EXERCISE OBJECTIVE:
In the passage about discovering books by African-American authors, who introduced the writer to Terry McMillan?

SELECTED EXCERPT:
--------------------------------------------------

I arrived in Kentucky in 1993 as a wide-eyed and very shy 17-year-old. I was more concerned about adjusting to this new world and keeping my head above water. I was holding on to my culture while desperately learning a new one. It took a while, but I eventually found my footing. I’m ashamed to say this, but I didn’t discover books by African-American authors until 1994. I’ve always been an avid reader. I graduated from Enid Blyton and Roald Dahl to reading novels in the 6th grade, but all I knew was Sidney Shelton, Danielle Steele and every Mills and Boon romance novel. We moved next door to an African-American family in Lexington, KY and I will forever love Stephanie Jones for introducing me to Terry McMillan. After that my world opened up and I boycotted white authors for a decade just to catch up.
I have tried hard to remember how I came across E.Lynn Harris’ debut novel Invisible Life and I can’t. I am so thankful that book came into my life. Raymond and Kyle became my friends instantly. I didn’t care who they slept with, and I was just so happy to have a human connection with these men on the pages as I turned them. I celebrated their successes and cheered for them as their story unfolded. I bought and read every E.Lynn book on the day they released after that. I even remember getting a CD with a catchy R&B tune with one of them. He was ahead of his time.

--------------------------------------------------

RECORDS SHOWN:
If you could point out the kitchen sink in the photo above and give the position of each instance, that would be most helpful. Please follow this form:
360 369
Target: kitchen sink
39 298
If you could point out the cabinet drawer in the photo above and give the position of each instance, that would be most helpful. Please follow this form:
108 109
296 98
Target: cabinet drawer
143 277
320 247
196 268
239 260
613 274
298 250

--------------------------------------------------

RESULT:
Stephanie Jones, a member of the African-American family who lived next door in Lexington, KY.